> _Work to be completed_:
Output every line of the data exactly as it appears.

> _Supplied information_:

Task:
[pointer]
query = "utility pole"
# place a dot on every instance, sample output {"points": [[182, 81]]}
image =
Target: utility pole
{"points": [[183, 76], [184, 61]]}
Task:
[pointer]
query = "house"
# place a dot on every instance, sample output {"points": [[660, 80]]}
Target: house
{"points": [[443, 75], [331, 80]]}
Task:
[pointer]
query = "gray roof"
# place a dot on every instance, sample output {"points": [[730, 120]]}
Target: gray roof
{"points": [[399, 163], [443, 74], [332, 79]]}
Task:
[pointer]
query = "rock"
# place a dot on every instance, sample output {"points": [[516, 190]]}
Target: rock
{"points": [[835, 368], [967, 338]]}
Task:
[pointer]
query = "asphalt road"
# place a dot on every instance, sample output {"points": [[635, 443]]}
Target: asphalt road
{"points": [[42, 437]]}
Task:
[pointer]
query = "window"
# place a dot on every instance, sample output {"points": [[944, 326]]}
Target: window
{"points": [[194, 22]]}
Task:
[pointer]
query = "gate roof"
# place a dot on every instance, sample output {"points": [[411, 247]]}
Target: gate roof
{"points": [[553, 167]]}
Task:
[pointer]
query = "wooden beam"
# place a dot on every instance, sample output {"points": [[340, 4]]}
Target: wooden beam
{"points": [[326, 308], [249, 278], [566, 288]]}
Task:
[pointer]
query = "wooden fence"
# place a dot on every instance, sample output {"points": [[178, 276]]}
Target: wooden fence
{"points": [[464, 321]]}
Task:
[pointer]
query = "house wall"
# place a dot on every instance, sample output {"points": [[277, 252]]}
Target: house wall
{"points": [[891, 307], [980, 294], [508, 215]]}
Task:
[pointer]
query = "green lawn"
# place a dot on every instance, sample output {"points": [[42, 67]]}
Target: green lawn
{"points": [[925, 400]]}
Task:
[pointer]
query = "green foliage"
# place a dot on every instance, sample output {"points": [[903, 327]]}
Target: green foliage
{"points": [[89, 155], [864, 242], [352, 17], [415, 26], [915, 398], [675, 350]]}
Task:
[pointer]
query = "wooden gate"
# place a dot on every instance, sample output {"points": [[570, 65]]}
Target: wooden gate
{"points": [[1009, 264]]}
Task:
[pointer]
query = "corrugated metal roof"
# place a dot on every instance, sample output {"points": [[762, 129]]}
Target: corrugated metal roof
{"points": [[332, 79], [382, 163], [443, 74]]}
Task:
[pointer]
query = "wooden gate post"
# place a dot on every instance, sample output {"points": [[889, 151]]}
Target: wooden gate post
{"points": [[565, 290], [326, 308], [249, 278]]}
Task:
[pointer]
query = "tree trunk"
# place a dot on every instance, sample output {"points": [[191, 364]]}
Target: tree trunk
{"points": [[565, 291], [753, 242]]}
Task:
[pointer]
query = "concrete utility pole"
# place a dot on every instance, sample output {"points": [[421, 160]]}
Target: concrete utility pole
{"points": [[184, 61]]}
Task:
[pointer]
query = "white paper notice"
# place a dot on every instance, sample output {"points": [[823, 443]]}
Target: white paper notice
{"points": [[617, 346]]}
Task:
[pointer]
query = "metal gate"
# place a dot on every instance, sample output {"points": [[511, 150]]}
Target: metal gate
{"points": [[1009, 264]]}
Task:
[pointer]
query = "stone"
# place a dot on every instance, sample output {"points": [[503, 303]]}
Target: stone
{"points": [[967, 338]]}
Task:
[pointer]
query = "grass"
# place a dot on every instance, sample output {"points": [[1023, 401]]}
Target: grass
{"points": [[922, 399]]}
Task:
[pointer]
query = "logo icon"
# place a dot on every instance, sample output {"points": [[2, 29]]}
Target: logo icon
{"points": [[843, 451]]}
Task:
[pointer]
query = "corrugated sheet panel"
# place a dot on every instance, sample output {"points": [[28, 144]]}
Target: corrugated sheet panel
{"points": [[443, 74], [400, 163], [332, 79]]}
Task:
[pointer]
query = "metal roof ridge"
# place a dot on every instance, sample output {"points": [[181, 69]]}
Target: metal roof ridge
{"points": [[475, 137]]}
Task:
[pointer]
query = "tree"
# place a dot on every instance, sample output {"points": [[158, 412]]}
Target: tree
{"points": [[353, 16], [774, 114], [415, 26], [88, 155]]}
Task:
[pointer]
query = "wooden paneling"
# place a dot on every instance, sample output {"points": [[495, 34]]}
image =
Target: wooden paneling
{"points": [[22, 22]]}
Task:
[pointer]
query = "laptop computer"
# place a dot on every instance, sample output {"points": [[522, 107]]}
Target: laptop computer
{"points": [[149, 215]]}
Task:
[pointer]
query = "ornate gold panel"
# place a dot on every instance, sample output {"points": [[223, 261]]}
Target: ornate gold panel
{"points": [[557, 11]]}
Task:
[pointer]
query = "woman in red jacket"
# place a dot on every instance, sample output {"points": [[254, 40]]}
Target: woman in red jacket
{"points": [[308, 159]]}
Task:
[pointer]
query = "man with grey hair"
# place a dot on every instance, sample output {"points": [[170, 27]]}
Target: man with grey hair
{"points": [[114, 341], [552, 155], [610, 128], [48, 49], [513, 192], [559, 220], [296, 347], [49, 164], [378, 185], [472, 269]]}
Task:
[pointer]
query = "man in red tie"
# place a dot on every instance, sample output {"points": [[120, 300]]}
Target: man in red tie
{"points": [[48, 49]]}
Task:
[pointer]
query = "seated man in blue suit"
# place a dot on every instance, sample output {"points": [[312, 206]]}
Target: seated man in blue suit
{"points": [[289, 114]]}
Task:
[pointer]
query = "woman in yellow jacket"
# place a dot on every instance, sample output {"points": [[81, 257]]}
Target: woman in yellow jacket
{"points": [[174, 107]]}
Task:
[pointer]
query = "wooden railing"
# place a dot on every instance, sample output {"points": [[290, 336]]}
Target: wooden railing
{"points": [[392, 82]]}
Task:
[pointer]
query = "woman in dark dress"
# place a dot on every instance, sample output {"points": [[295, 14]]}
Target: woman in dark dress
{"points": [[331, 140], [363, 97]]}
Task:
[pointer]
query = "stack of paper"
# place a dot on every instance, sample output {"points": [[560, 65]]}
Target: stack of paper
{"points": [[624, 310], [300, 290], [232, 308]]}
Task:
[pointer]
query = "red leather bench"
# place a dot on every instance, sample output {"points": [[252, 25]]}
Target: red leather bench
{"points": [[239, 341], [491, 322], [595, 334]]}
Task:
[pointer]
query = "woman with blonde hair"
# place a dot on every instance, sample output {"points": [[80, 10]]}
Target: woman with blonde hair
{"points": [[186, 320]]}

> _Solution_:
Task:
[pointer]
query = "utility pole"
# place a dot on every instance, sample output {"points": [[182, 81]]}
image =
Target: utility pole
{"points": [[183, 76], [184, 61]]}
Task:
[pointer]
query = "house"
# place a dot on every instance, sample output {"points": [[660, 80]]}
Target: house
{"points": [[443, 75], [331, 80]]}
Task:
[pointer]
query = "gray roof"
# place a dot on every instance, sample output {"points": [[730, 120]]}
Target: gray roof
{"points": [[399, 163], [443, 74], [332, 79]]}
Task:
[pointer]
query = "rock"
# place a dot on every instance, sample output {"points": [[516, 190]]}
Target: rock
{"points": [[835, 368], [967, 338]]}
Task:
[pointer]
query = "asphalt road"
# place a dot on every instance, sample output {"points": [[635, 443]]}
Target: asphalt road
{"points": [[42, 437]]}
Task:
[pointer]
query = "window"
# place a dot on every instance, sample output {"points": [[944, 326]]}
Target: window
{"points": [[194, 22]]}
Task:
[pointer]
query = "gate roof"
# place a dot on every instance, sample output {"points": [[411, 247]]}
Target: gate roof
{"points": [[553, 167]]}
Task:
[pointer]
query = "wooden beam"
# place a dot on every instance, sample output {"points": [[340, 4]]}
Target: wooden beam
{"points": [[326, 308], [249, 278], [566, 288]]}
Task:
[pointer]
query = "wooden fence"
# place a dot on every instance, sample output {"points": [[178, 276]]}
Target: wooden fence
{"points": [[464, 321]]}
Task:
[pointer]
query = "house wall"
# place a dot on every instance, sample output {"points": [[277, 252]]}
Target: house wall
{"points": [[891, 307], [980, 294], [508, 215]]}
Task:
[pointer]
query = "green lawn"
# place a dot on every instance, sample output {"points": [[42, 67]]}
Target: green lawn
{"points": [[925, 400]]}
Task:
[pointer]
query = "green foliage"
# place a dot on every instance, sample output {"points": [[903, 327]]}
Target: green foliage
{"points": [[89, 155], [864, 242], [352, 17], [415, 26], [915, 398], [675, 350]]}
Task:
[pointer]
query = "wooden gate"
# place a dot on every instance, sample output {"points": [[570, 65]]}
Target: wooden gate
{"points": [[1009, 264]]}
Task:
[pointer]
query = "corrugated metal roof"
# place a dot on every instance, sample output {"points": [[762, 129]]}
Target: corrugated metal roof
{"points": [[332, 79], [382, 163], [443, 74]]}
Task:
[pointer]
query = "wooden gate post"
# place a dot on every instance, sample output {"points": [[889, 151]]}
Target: wooden gate post
{"points": [[565, 290], [326, 308], [249, 278]]}
Task:
[pointer]
query = "tree trunk"
# place a dot on every instance, sample output {"points": [[191, 364]]}
Target: tree trunk
{"points": [[565, 291], [753, 242]]}
Task:
[pointer]
query = "concrete utility pole"
# place a dot on every instance, sample output {"points": [[421, 160]]}
Target: concrete utility pole
{"points": [[184, 61]]}
Task:
[pointer]
query = "white paper notice"
# place a dot on every instance, sample output {"points": [[823, 443]]}
Target: white paper notice
{"points": [[617, 346]]}
Task:
[pointer]
query = "metal gate"
# place a dot on every instance, sample output {"points": [[511, 150]]}
Target: metal gate
{"points": [[1009, 264]]}
Task:
[pointer]
query = "stone"
# place a dot on every instance, sample output {"points": [[503, 303]]}
Target: stone
{"points": [[967, 338]]}
Task:
[pointer]
query = "grass"
# place a dot on every instance, sample output {"points": [[1023, 401]]}
Target: grass
{"points": [[922, 399]]}
Task:
[pointer]
query = "logo icon"
# place a dot on every instance, sample output {"points": [[2, 29]]}
Target: logo icon
{"points": [[843, 451]]}
Task:
[pointer]
query = "corrugated sheet panel"
# place a dot on every instance, sample output {"points": [[28, 144]]}
Target: corrugated sheet panel
{"points": [[443, 74], [400, 163], [332, 79]]}
Task:
[pointer]
query = "metal roof ridge"
# place a dot on every instance, sample output {"points": [[181, 69]]}
Target: metal roof ridge
{"points": [[475, 137]]}
Task:
[pointer]
query = "tree"
# place a dot on every instance, sample output {"points": [[158, 412]]}
Target: tree
{"points": [[353, 16], [774, 114], [415, 26], [88, 155]]}
Task:
[pointer]
query = "wooden paneling"
# place a dot on every instance, sample output {"points": [[495, 34]]}
image =
Target: wooden paneling
{"points": [[22, 22]]}
Task:
[pointer]
query = "laptop computer"
# place a dot on every instance, sample output {"points": [[522, 107]]}
Target: laptop computer
{"points": [[149, 215]]}
Task:
[pointer]
query = "ornate gold panel"
# place a dot on every instance, sample output {"points": [[223, 261]]}
Target: ornate gold panel
{"points": [[557, 11]]}
Task:
[pointer]
query = "woman in red jacket"
# place a dot on every instance, sample output {"points": [[254, 40]]}
Target: woman in red jacket
{"points": [[308, 159]]}
Task:
[pointer]
query = "man with grey hair"
# place a dot on every instance, sample output {"points": [[170, 27]]}
Target: man with grey hair
{"points": [[114, 341], [552, 155], [610, 128], [48, 49], [513, 192], [559, 220], [296, 347], [49, 164], [378, 185], [472, 269]]}
Task:
[pointer]
query = "man in red tie"
# place a dot on every instance, sample output {"points": [[120, 300]]}
Target: man in red tie
{"points": [[48, 49]]}
Task:
[pointer]
query = "seated man in blue suit"
# place a dot on every instance, sample output {"points": [[312, 206]]}
Target: seated man in blue suit
{"points": [[289, 114]]}
Task:
[pointer]
query = "woman in yellow jacket"
# place a dot on every instance, sample output {"points": [[81, 257]]}
Target: woman in yellow jacket
{"points": [[174, 107]]}
Task:
[pointer]
query = "wooden railing"
# place a dot on every instance, sample output {"points": [[290, 336]]}
Target: wooden railing
{"points": [[392, 82]]}
Task:
[pointer]
query = "woman in dark dress"
# place a dot on every instance, sample output {"points": [[295, 14]]}
Target: woman in dark dress
{"points": [[331, 140], [363, 97]]}
Task:
[pointer]
query = "stack of paper"
# place a dot on every instance, sample output {"points": [[560, 65]]}
Target: stack of paper
{"points": [[624, 310], [300, 290], [232, 308]]}
Task:
[pointer]
query = "red leather bench"
# place a dot on every instance, sample output {"points": [[252, 25]]}
Target: red leather bench
{"points": [[239, 341], [491, 322], [595, 334]]}
Task:
[pointer]
query = "woman with blonde hair"
# place a dot on every instance, sample output {"points": [[80, 10]]}
Target: woman with blonde hair
{"points": [[186, 320]]}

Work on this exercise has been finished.